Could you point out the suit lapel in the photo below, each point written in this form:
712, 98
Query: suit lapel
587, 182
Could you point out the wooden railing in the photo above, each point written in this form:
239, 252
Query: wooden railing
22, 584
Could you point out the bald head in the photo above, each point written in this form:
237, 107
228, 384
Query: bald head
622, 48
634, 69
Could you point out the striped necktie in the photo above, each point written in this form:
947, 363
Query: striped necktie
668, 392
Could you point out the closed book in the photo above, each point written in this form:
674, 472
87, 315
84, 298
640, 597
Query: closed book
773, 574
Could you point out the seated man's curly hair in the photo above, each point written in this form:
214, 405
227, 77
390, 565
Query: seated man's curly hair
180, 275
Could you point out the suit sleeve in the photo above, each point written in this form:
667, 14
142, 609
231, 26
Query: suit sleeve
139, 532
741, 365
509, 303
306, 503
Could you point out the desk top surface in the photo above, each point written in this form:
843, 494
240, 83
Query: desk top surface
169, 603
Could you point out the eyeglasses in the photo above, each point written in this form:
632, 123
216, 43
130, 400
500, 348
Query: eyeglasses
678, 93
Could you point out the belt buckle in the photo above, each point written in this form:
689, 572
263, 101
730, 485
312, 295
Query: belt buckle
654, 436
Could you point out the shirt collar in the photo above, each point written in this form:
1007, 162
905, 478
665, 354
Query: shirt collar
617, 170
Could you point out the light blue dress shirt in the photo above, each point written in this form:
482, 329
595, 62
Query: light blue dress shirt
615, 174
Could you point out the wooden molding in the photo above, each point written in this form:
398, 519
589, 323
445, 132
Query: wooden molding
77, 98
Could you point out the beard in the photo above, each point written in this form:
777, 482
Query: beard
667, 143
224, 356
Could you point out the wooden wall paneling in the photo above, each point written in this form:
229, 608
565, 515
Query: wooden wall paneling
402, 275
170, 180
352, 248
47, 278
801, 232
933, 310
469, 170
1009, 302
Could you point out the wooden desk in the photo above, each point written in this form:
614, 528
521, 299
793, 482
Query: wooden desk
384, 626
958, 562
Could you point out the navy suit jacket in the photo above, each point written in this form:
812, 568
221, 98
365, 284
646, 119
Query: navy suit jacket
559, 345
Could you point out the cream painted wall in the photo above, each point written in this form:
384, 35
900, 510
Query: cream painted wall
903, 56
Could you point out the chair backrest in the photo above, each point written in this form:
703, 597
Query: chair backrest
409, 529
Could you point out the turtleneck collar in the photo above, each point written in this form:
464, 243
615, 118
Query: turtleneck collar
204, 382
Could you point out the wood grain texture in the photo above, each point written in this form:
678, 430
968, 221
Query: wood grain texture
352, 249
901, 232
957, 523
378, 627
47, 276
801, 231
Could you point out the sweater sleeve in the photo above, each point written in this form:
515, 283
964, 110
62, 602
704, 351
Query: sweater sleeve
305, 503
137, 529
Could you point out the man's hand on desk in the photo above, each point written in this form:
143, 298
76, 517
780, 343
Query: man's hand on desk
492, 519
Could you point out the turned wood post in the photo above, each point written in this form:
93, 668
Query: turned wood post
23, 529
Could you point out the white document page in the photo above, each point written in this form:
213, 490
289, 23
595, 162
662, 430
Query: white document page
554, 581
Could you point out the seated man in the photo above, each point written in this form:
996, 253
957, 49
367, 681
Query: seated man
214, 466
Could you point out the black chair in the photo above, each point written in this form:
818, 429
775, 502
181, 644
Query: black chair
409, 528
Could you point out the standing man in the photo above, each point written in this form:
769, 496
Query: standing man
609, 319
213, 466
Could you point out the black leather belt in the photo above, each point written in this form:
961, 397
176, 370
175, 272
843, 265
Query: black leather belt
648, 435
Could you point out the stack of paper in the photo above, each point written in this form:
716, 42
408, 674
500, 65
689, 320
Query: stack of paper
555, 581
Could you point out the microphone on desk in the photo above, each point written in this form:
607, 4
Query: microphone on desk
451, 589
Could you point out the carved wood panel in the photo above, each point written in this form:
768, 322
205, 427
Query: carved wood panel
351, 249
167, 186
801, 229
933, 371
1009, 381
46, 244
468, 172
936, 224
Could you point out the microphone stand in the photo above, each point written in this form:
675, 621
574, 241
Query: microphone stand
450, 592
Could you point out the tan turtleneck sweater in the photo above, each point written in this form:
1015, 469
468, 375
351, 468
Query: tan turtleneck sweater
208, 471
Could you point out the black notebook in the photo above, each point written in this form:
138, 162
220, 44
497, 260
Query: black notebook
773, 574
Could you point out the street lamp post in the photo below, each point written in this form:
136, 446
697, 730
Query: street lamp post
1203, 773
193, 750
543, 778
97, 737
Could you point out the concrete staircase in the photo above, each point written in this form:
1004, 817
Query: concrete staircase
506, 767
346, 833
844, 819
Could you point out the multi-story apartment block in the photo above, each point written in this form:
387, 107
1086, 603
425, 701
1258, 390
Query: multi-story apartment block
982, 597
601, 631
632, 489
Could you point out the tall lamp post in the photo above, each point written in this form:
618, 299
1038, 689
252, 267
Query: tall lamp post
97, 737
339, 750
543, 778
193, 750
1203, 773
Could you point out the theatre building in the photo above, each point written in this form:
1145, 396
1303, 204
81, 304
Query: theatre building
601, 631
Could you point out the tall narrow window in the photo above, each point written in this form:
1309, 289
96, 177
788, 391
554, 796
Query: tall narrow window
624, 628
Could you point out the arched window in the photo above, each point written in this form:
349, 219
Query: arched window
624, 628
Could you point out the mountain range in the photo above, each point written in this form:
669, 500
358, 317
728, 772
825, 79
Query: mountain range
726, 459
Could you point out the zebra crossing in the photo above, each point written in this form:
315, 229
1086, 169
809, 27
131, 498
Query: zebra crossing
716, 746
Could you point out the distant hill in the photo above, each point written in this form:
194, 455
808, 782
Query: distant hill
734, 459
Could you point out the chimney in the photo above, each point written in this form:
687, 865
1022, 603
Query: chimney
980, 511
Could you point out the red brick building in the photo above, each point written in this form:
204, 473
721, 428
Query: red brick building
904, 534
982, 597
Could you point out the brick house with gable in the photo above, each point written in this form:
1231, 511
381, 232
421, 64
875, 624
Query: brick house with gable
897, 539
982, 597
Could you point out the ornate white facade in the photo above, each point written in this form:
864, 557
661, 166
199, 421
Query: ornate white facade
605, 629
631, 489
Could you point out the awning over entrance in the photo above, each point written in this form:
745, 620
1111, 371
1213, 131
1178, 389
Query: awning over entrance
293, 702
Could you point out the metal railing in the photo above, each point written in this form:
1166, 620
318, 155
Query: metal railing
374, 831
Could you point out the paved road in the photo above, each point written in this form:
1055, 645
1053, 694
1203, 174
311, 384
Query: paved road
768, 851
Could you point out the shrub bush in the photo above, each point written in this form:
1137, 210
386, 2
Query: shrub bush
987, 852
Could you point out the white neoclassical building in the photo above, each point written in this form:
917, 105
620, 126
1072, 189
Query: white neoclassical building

## Your task
Reproduce word for word everything from the line containing "Could you point out the white neoclassical" down to the last line of the records above.

## Solution for this exercise
Could you point out the white neoclassical building in the photo above, each point written in this form:
917, 105
620, 126
1072, 189
Query: white neoclassical building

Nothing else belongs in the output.